ページ抜粋
((

説明

RFタグ及び通信システム

【課題】消耗交換ユニットの情報が記憶されるメモリに対して読み書きを実行するために、接触通信と非接触通信の双方が可能な複合インターフェースを組み込み、接触通信時の端子間に静電気が加えられても、IC回路に加わる電圧を抑制する。
【解決手段】同一の回路で非接触通信と接触通信を可能とすると共に、RFアンテナコイル120の一端部に第1の接触通信用信号線124の一端を接続し、RFアンテナコイル120の一端部からコイル部全体の巻数の1/10〜1/3となる位置に第2の接触通信用信号線126の一端を接続する。第1及び第2の接触通信用信号線124、126との間における直流成分が低インピーダンスとなり、第1及び第2の接触通信用信号線124、126との間に静電気が加わっても、RFアンテナコイル120に電流が流れ、RF回路110、ロジック回路108、不揮発性メモリ102には何ら影響がない。

【発明の詳細な説明】
【技術分野】
【0001】
本発明は、本体に対して着脱交換可能な消耗交換ユニットに取り付けられ、少なくとも情報を記憶するメモリと、前記本体との間で前記メモリ内に記憶された情報の読み書きを実行するインターフェースとを備えたIC回路で構成されたRFタグ及び通信システムに関するものである。
【背景技術】
【0002】
従来、この種の電子写真方式を適用した複写機、プリンタ、ファクシミリあるいはこれらの複合機等の画像形成装置では、像担持体としての感光体ドラムを中心として、この感光体ドラムの周面に対向するように帯電部、光走査部、現像部、転写部等が配置されている。すなわち、帯電部へ所定の電圧を印加することによって感光体ドラムの表面を一様に帯電し、光走査部からの光ビームによって静電潜像を形成し、現像部においてトナーを供給して現像し、転写部において例えば、中間転写体等へトナー像を転写した後、用紙へ画像を転写する。画像が転写された用紙は、排出口までの搬送中に定着部において定着処理されるようになっている。
【0003】
上記のような一連の画像形成処理を実行するに際し、特に、現像部で使用されるトナーが消耗品としての代表的なものである。
【0004】
トナーは、カートリッジに充填され、画像形成装置に対して着脱可能とされ、カートリッジ内のトナー残量を検出し、ある程度の余裕をもった所定の残量になった時点で、第1の段階としてユーザーに対して警告を発し、さらにカートリッジの交換がなされない場合には、第2の段階として画像形成処理自体を禁止するようにしている。
【0005】
上記、トナーカートリッジを代表として、画像形成装置における、現像ユニット、現像トナー一体ユニット等、各部消耗交換ユニットに、RFタグ(不揮発性メモリと、当該メモリ内の読み書きを実行するインターフェースとが一体構成されたもの)を取り付け、このRFタグのメモリに記憶された情報を画像形成装置本体から読み書きすることで、それぞれの消耗交換ユニット固有の情報を簡便に得ることが考えられている。

))

上の抜粋によると、第2の接触通信用信号線の一端はRFアンテナコイルのどの位置に接続されますか。

元データ

((

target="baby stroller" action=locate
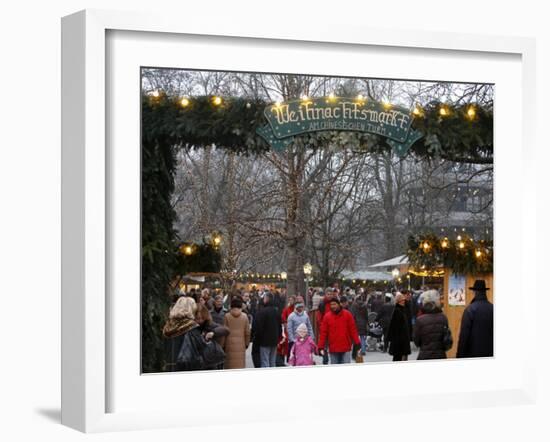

))

演習の解答
RFアンテナコイル120の一端部から、コイル部全体の巻数の1/10〜1/3となる位置に接続されます。